Lay out the material from the line holding "point: tree on" through the end of the material, inclusive, as a two-column CSV headed instruction and coordinates. Give each text and its answer one row, quote every field, and replace line breaks with spaces.

┌──

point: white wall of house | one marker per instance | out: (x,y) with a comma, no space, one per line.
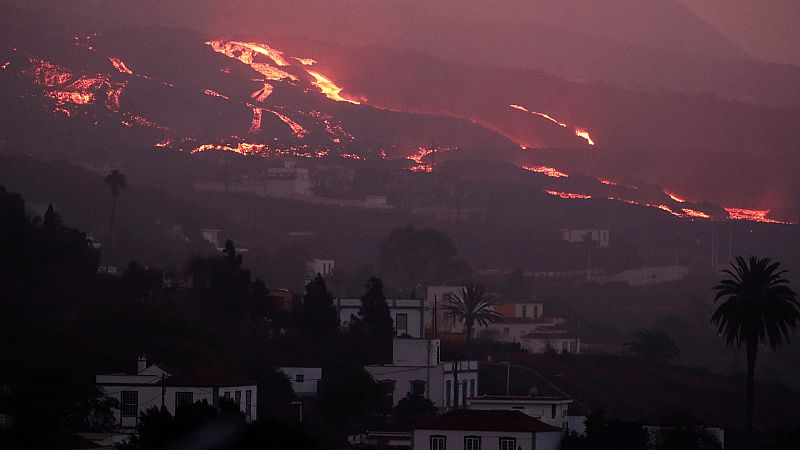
(557,343)
(304,379)
(407,314)
(489,440)
(552,411)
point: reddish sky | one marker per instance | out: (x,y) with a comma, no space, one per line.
(767,29)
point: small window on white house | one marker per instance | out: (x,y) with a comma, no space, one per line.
(472,443)
(130,403)
(183,399)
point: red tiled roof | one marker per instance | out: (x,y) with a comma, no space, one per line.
(486,420)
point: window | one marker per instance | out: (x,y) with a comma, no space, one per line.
(401,324)
(248,403)
(472,443)
(438,443)
(130,403)
(418,388)
(183,399)
(508,444)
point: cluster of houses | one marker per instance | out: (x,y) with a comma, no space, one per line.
(466,416)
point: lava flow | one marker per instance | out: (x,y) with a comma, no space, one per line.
(549,171)
(579,132)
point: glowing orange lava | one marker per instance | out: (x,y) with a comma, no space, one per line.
(120,66)
(215,94)
(262,94)
(329,88)
(579,132)
(755,215)
(570,195)
(675,197)
(549,171)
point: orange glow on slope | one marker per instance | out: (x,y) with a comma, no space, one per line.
(255,124)
(696,214)
(246,53)
(549,171)
(329,88)
(305,61)
(567,194)
(675,197)
(755,215)
(120,66)
(262,94)
(583,134)
(579,132)
(215,94)
(297,129)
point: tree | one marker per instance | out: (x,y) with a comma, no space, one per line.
(654,345)
(116,183)
(410,258)
(373,328)
(317,315)
(471,305)
(757,307)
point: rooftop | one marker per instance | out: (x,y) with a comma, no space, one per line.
(487,420)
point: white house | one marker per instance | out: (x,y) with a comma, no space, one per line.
(407,314)
(156,386)
(485,430)
(416,368)
(435,298)
(601,237)
(550,410)
(304,379)
(558,341)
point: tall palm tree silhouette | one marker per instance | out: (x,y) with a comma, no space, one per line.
(116,183)
(758,307)
(471,305)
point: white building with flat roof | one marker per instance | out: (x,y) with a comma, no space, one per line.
(407,314)
(157,385)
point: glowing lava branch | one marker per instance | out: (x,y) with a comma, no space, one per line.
(255,124)
(755,215)
(567,194)
(215,94)
(329,88)
(579,132)
(675,197)
(549,171)
(297,129)
(305,61)
(583,134)
(263,93)
(120,66)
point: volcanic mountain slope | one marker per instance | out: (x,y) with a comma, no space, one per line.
(649,45)
(703,147)
(174,88)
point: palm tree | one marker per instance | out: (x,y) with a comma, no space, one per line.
(758,307)
(470,305)
(116,183)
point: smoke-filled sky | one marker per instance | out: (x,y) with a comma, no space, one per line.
(765,29)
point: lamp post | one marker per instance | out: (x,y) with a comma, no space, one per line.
(508,377)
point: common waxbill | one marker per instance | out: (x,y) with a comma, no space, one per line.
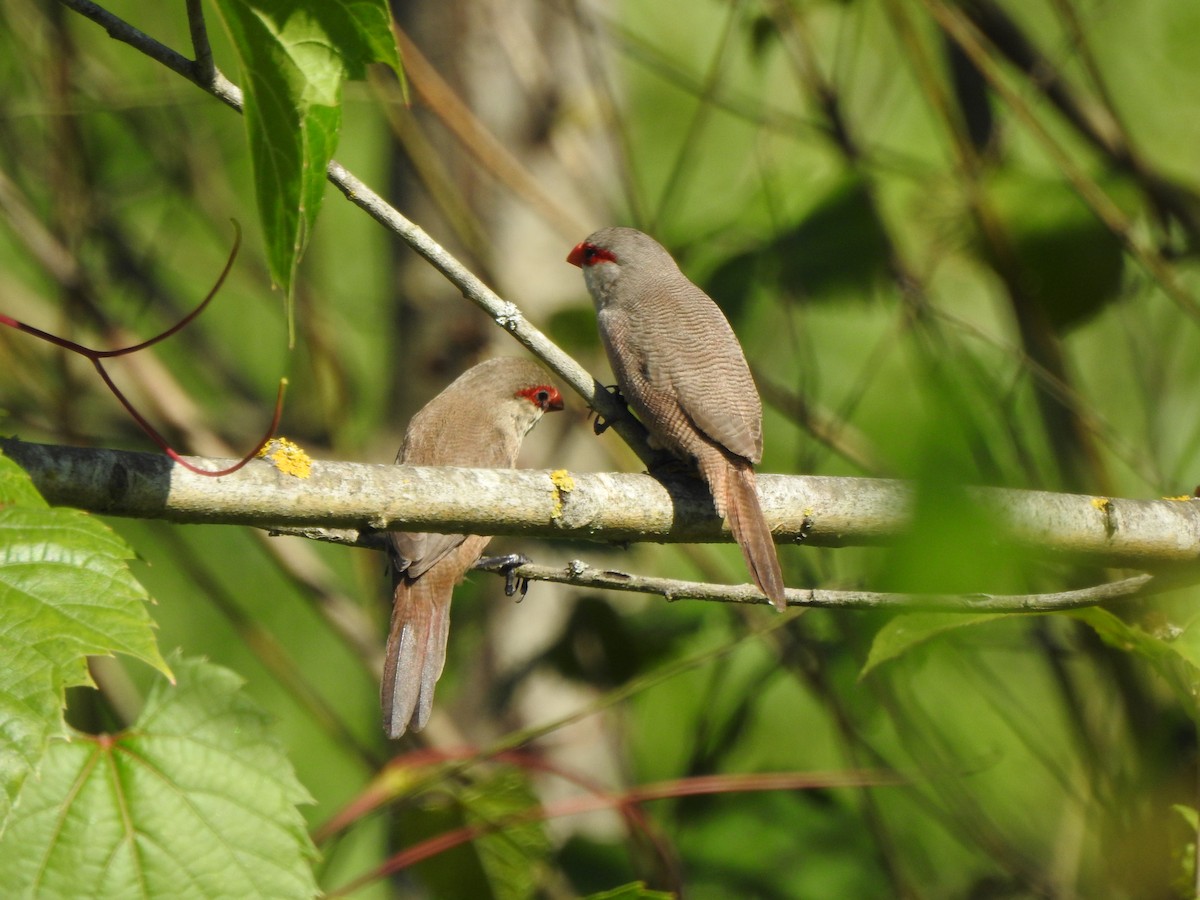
(681,369)
(479,420)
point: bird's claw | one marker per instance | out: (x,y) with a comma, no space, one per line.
(508,564)
(601,425)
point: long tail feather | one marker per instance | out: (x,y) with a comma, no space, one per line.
(417,651)
(753,533)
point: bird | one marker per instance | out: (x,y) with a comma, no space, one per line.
(479,420)
(682,371)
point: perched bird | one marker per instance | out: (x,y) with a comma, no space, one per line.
(479,420)
(681,369)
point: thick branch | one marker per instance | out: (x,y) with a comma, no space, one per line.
(601,507)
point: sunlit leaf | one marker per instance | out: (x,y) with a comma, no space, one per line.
(195,801)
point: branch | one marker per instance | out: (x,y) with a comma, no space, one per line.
(504,313)
(599,507)
(579,574)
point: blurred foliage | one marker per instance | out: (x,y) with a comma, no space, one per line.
(953,295)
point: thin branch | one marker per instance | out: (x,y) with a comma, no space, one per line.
(579,574)
(120,30)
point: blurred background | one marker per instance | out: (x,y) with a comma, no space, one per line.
(959,246)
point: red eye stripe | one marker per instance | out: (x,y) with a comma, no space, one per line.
(544,396)
(585,253)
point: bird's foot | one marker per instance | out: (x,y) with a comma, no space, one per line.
(601,425)
(507,564)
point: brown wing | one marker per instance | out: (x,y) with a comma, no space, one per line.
(691,377)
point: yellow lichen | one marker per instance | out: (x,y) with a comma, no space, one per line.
(288,457)
(563,484)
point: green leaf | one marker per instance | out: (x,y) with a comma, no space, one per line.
(503,861)
(65,593)
(634,891)
(294,55)
(196,801)
(904,633)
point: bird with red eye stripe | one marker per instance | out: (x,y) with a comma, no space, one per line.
(478,421)
(682,371)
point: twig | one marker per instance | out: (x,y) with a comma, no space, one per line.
(579,574)
(505,315)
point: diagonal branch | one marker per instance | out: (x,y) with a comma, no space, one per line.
(504,313)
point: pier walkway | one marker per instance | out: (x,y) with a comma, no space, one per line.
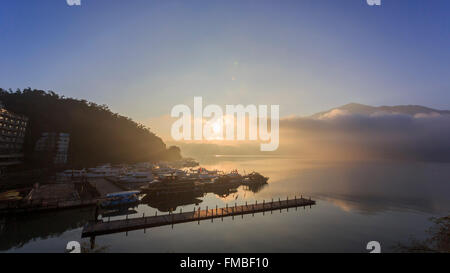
(101,227)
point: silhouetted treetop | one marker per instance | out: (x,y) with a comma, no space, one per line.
(97,135)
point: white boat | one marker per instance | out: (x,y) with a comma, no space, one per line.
(136,177)
(72,173)
(102,171)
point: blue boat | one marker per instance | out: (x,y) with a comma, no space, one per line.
(120,198)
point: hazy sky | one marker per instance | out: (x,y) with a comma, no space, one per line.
(142,57)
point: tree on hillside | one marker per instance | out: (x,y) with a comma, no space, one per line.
(97,135)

└──

• [Reply]:
instruction,coordinates
"point: tree on hillside | one marker per instance | out: (x,y) with a comma, no space, one per line.","(97,135)"